RADAR JAKARTA | Jakarta – Anggota Komisi B DPRD Provinsi DKI Jakarta dari Fraksi Partai Solidaritas Indonesia (PSI), Francine Widjojo, kembali melayangkan surat kepada Gubernur DKI Jakarta, Pramono Anung, pada Selasa lalu, 25 Februari 2025.
Surat tersebut merupakan lanjutan dari surat sebelumnya yang mengadukan keberatan masyarakat terkait kenaikan tarif air bersih yang signifikan oleh Perusahaan Daerah Air Minum (PAM Jaya), yang mencapai 71,3%.
Surat pertama dikirim pada 17 Januari 2025 kepada Pj Gubernur DKI Jakarta saat itu, Teguh Setyabudi, namun tidak mendapatkan respons. Begitu pula dengan surat kedua yang ditujukan kepada Gubernur dan Wakil Gubernur DKI Jakarta yang baru, yang hingga kini belum ditanggapi sepenuhnya. Hal ini membuat warga rumah susun semakin merasa terbebani dengan tarif PAM Jaya yang baru, yaitu Rp 21.500/m³.

(Cuplikan Data):

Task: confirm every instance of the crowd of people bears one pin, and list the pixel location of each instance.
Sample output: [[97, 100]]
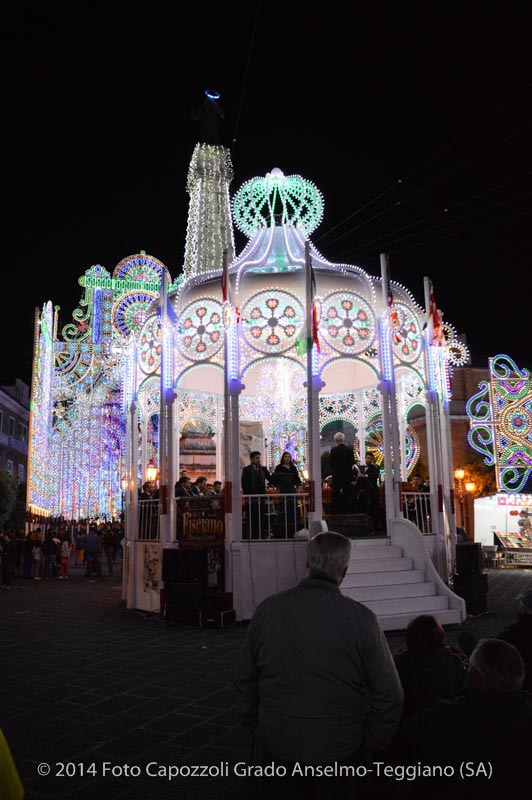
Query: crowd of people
[[49, 554], [323, 699]]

(Daftar Tugas):
A) Salin seluruh bagian kutipan teks mulai dari "Surat tersebut merupakan" sampai dengan "yaitu Rp 21.500/m³.".
B) Menurut kutipan teks, berapakah tarif baru PAM Jaya yang dirasakan membebani warga rumah susun?
Data tersebut diambil dari sumber yang berbeda dengan kutipan teks.

(Jawaban Tugas):
A)
Surat tersebut merupakan lanjutan dari surat sebelumnya yang mengadukan keberatan masyarakat terkait kenaikan tarif air bersih yang signifikan oleh Perusahaan Daerah Air Minum (PAM Jaya), yang mencapai 71,3%.
Surat pertama dikirim pada 17 Januari 2025 kepada Pj Gubernur DKI Jakarta saat itu, Teguh Setyabudi, namun tidak mendapatkan respons. Begitu pula dengan surat kedua yang ditujukan kepada Gubernur dan Wakil Gubernur DKI Jakarta yang baru, yang hingga kini belum ditanggapi sepenuhnya. Hal ini membuat warga rumah susun semakin merasa terbebani dengan tarif PAM Jaya yang baru, yaitu Rp 21.500/m³.

B) Rp 21.500/m³.